_Estratto del testo_.
Publie le venerdì 2 settembre 2005 par Open-Publishing

Guerre-Conflitti medio-oriente Luisa Morgantini

di Luisa Morgantini,

Senjel, è un piccolo villaggio nei pressi di Ramallah, quella città
palestinese che il corrispondente Rai da Gerusalemme, Pagliara, con totale
incuranza della legalità internazionale, chiama la capitale della
Palestina, così come dice di Gerusalemme, capitale di Israele.

Il sindaco con molto orgoglio ci racconta che il nome del villaggio
proviene da Raymond de Saint Gilles, principe di Tolosa e crociato che
aveva fondato un piccolo regno, ma dopo l’arrivo di Saladino gli abitanti
erano diventati musulmani. Però, con Lea Tsemel, un avvocatessa
israeliana dedicatasi, dall’occupazione militare di Israele del ’67, a
difendere migliaia e migliaia di palestinesi incarcerati e torturati, non
siamo venute per parlare dell’origine del villaggio, ma per visitare la
famiglia dei due fratelli , Usama e Bassam Tawasha, 28 e 26 anni, uccisi,
con altri due palestinesi da un colono israeliano, Asher Weissgan lo
scorso 17 Agosto. Proprio di fronte a Senjel si vede l’insediamento,
costruito sulle terre di proprietà del villaggio. Inizialmente l’area era
stata considerata militare, poi come è quasi sempre successo sono arrivati
i primi coloni difesi dall’esercito. I due fratelli insieme a palestinesi
di altri villaggi lavoravano in una piccola fabbrica di alluminio, paghe
da supersfruttamento, spesso malvisti anche dai propri paesani perché
lavoravano con i coloni, ma c’era la famiglia da mantenere.

Così, mentre il mondo assisteva all’evacuazione di Gaza dei circa 8
mila coloni e alle loro lacrime mescolate a quelle di soldati e soldatesse,
nella Cisgiordania, la violenza dei coloni contro i civili palestinesi
cresce cosi come crescono ogni giorno di numero, secondo Gilad Heiman,
uno dei portavoce del Ministero dell’Interno Israeliano, dal Giugno 2004
vi sono 12.800 coloni in più, raggiungendo, senza contare i più di 200
mila di Gerusalemme Est, il numero di 246.000. Cresce freneticamente anche
la costruzione del muro con relativa annessione di territorio palestinese
ad Israele e ai contadini e ai giovani che pacificamente nel villaggio di
Bele’in cercavano di raggiungere la loro terra, confiscata per il futuro
muro, i soldati non piangevano per il dolore dei contadini nel vedere
sradicare gli alberi di olivo, loro unica risorsa economica, sparavano
uccidendo un giovane di 16 anni.

_Sfida A_.
Nell'articolo su Senjel:
(i) Da chi deriva il nome del villaggio, secondo il sindaco?
(ii) In che giorno sono stati uccisi Usama e Bassam Tawasha?
(iii) Quanti anni aveva il giovane ucciso dai soldati a Bele'in?
Le voci riportate più avanti non hanno alcun legame con l'articolo su Senjel.

_Materiale dell'esercizio_.
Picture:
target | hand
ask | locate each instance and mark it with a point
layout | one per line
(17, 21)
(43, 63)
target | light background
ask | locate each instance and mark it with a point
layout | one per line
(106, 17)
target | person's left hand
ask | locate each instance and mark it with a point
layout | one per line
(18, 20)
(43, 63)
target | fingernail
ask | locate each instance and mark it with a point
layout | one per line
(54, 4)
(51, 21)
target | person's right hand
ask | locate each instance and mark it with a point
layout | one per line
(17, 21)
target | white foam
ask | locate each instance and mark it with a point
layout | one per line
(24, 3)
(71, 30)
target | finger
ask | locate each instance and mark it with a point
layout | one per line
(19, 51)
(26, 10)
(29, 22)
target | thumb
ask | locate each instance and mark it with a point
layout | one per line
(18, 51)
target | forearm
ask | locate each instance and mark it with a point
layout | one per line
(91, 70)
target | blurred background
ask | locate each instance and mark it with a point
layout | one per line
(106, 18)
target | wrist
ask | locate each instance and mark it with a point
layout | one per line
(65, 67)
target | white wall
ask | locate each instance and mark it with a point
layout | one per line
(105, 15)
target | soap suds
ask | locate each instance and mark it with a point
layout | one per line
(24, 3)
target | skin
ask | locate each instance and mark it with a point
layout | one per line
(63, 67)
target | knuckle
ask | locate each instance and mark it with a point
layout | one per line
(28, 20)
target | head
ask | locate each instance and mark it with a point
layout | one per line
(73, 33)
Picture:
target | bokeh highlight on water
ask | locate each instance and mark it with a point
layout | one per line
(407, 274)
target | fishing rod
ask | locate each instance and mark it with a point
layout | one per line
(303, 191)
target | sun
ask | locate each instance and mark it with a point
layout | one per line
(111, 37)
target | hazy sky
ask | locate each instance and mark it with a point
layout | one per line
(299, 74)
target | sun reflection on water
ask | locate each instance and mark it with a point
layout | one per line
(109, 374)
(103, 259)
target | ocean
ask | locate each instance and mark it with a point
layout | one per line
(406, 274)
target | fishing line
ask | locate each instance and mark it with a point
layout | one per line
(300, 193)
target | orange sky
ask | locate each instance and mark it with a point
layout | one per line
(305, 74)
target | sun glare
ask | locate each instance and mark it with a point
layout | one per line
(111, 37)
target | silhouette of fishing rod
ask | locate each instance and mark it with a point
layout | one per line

_Sfida B_.
Puoi riscrivere le righe delle voci, dalla riga con "target | sun reflection on water" fino all'ultima riga delle voci inclusa, rinominando "sun glare" in "sun flare" e lasciando invariato tutto il resto?

_Risposta finale A_.
(i) Da Raymond de Saint Gilles, principe di Tolosa e crociato.
(ii) Il 17 agosto.
(iii) 16 anni.

_Risposta finale B_.
target | sun reflection on water
ask | locate each instance and mark it with a point
layout | one per line
(109, 374)
(103, 259)
target | ocean
ask | locate each instance and mark it with a point
layout | one per line
(406, 274)
target | fishing line
ask | locate each instance and mark it with a point
layout | one per line
(300, 193)
target | orange sky
ask | locate each instance and mark it with a point
layout | one per line
(305, 74)
target | sun flare
ask | locate each instance and mark it with a point
layout | one per line
(111, 37)
target | silhouette of fishing rod
ask | locate each instance and mark it with a point
layout | one per line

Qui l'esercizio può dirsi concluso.